This exercise calls for an exact copy of the listing below.

▶ _INPUT DATA_
******
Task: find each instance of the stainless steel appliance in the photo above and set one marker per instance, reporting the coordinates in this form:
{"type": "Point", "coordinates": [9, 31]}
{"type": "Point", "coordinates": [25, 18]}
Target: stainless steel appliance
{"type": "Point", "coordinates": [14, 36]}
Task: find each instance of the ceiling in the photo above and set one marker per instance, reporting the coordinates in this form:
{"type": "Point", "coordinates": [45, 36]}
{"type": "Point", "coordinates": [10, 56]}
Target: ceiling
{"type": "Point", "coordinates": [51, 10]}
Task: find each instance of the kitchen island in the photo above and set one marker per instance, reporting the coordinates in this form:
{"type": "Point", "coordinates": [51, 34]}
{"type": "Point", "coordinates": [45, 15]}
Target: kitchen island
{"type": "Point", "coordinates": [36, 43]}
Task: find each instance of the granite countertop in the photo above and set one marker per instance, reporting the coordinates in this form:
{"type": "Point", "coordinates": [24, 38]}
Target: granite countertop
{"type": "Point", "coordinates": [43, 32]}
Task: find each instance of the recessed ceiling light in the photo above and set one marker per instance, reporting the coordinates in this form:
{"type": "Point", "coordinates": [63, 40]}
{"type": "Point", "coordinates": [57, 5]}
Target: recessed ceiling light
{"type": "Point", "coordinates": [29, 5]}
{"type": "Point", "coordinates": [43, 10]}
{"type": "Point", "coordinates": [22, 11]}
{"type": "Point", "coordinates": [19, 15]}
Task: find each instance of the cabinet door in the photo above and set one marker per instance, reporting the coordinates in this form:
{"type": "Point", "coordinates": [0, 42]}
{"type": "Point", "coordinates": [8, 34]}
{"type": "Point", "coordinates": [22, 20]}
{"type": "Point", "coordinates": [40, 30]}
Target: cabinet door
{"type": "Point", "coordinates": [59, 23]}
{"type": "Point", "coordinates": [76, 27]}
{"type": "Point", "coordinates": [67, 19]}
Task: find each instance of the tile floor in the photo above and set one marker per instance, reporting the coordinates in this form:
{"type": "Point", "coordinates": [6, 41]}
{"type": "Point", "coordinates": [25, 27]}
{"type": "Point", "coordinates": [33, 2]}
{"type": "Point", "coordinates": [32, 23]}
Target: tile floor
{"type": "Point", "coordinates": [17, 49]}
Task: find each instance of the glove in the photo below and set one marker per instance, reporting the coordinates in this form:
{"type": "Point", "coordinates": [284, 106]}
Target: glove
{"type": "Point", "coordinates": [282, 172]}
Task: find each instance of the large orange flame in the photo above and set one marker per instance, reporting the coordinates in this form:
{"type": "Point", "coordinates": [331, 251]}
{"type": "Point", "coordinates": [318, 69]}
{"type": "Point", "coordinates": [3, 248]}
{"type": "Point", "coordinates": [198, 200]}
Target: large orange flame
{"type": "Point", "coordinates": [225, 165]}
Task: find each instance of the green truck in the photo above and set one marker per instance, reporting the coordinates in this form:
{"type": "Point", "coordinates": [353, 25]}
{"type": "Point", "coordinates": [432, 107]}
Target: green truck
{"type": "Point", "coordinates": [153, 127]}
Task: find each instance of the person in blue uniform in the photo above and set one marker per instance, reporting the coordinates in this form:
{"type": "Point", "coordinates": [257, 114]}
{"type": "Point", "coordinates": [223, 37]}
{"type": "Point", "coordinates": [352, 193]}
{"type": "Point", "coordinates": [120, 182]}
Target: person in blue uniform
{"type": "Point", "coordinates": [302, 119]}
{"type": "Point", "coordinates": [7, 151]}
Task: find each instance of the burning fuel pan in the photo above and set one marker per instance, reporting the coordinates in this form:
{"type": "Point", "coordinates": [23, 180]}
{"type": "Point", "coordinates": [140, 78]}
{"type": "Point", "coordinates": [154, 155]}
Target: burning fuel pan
******
▶ _SOLUTION TO THIS PROBLEM_
Task: find each instance of the stainless steel appliance in the photo above and set one marker per instance, reporting the coordinates in this form:
{"type": "Point", "coordinates": [9, 31]}
{"type": "Point", "coordinates": [25, 18]}
Target: stainless steel appliance
{"type": "Point", "coordinates": [14, 36]}
Task: find each instance of the ceiling in the photo above and set one marker per instance, reporting the coordinates in this form:
{"type": "Point", "coordinates": [45, 36]}
{"type": "Point", "coordinates": [10, 56]}
Target: ceiling
{"type": "Point", "coordinates": [51, 10]}
Task: find each instance of the kitchen island in the photo above and set one marker per instance, reporting the coordinates in this form:
{"type": "Point", "coordinates": [51, 34]}
{"type": "Point", "coordinates": [45, 15]}
Target: kitchen island
{"type": "Point", "coordinates": [36, 43]}
Task: find each instance of the granite countertop in the photo above and set one marker per instance, reporting the coordinates in this form:
{"type": "Point", "coordinates": [24, 38]}
Target: granite countertop
{"type": "Point", "coordinates": [43, 32]}
Task: find each instance of the recessed ceiling light in the photo above and set one marker per instance, reporting the coordinates in this form:
{"type": "Point", "coordinates": [63, 40]}
{"type": "Point", "coordinates": [57, 5]}
Target: recessed ceiling light
{"type": "Point", "coordinates": [29, 5]}
{"type": "Point", "coordinates": [43, 10]}
{"type": "Point", "coordinates": [22, 11]}
{"type": "Point", "coordinates": [19, 15]}
Task: find each instance of the cabinet door in the photo above and set one marker per instance, reporting the coordinates in this form:
{"type": "Point", "coordinates": [0, 42]}
{"type": "Point", "coordinates": [8, 34]}
{"type": "Point", "coordinates": [22, 20]}
{"type": "Point", "coordinates": [40, 30]}
Target: cabinet door
{"type": "Point", "coordinates": [59, 23]}
{"type": "Point", "coordinates": [76, 27]}
{"type": "Point", "coordinates": [67, 19]}
Task: find each instance of the tile floor in the photo above and set one marker per instance, reporting the coordinates in this form:
{"type": "Point", "coordinates": [6, 41]}
{"type": "Point", "coordinates": [25, 27]}
{"type": "Point", "coordinates": [33, 2]}
{"type": "Point", "coordinates": [32, 23]}
Target: tile floor
{"type": "Point", "coordinates": [17, 49]}
Task: find each instance of the glove in the photo below and set one marker per instance, reporting the coordinates in this form:
{"type": "Point", "coordinates": [284, 106]}
Target: glove
{"type": "Point", "coordinates": [282, 172]}
Task: find each instance of the large orange flame in the photo above and set one marker per instance, reporting the coordinates in this form:
{"type": "Point", "coordinates": [331, 251]}
{"type": "Point", "coordinates": [318, 69]}
{"type": "Point", "coordinates": [3, 248]}
{"type": "Point", "coordinates": [198, 200]}
Target: large orange flame
{"type": "Point", "coordinates": [225, 165]}
Task: find each instance of the green truck in the photo above and set one marker per instance, reporting the coordinates in this form:
{"type": "Point", "coordinates": [353, 25]}
{"type": "Point", "coordinates": [432, 107]}
Target: green truck
{"type": "Point", "coordinates": [153, 127]}
Task: find each instance of the person in blue uniform in the photo above and set one marker per instance, reporting the coordinates in this form:
{"type": "Point", "coordinates": [257, 114]}
{"type": "Point", "coordinates": [223, 37]}
{"type": "Point", "coordinates": [352, 193]}
{"type": "Point", "coordinates": [120, 182]}
Target: person in blue uniform
{"type": "Point", "coordinates": [302, 119]}
{"type": "Point", "coordinates": [7, 151]}
Task: find each instance of the burning fuel pan in the photo above and set one marker per instance, reporting the coordinates in this form:
{"type": "Point", "coordinates": [23, 180]}
{"type": "Point", "coordinates": [140, 78]}
{"type": "Point", "coordinates": [154, 155]}
Target: burning fuel pan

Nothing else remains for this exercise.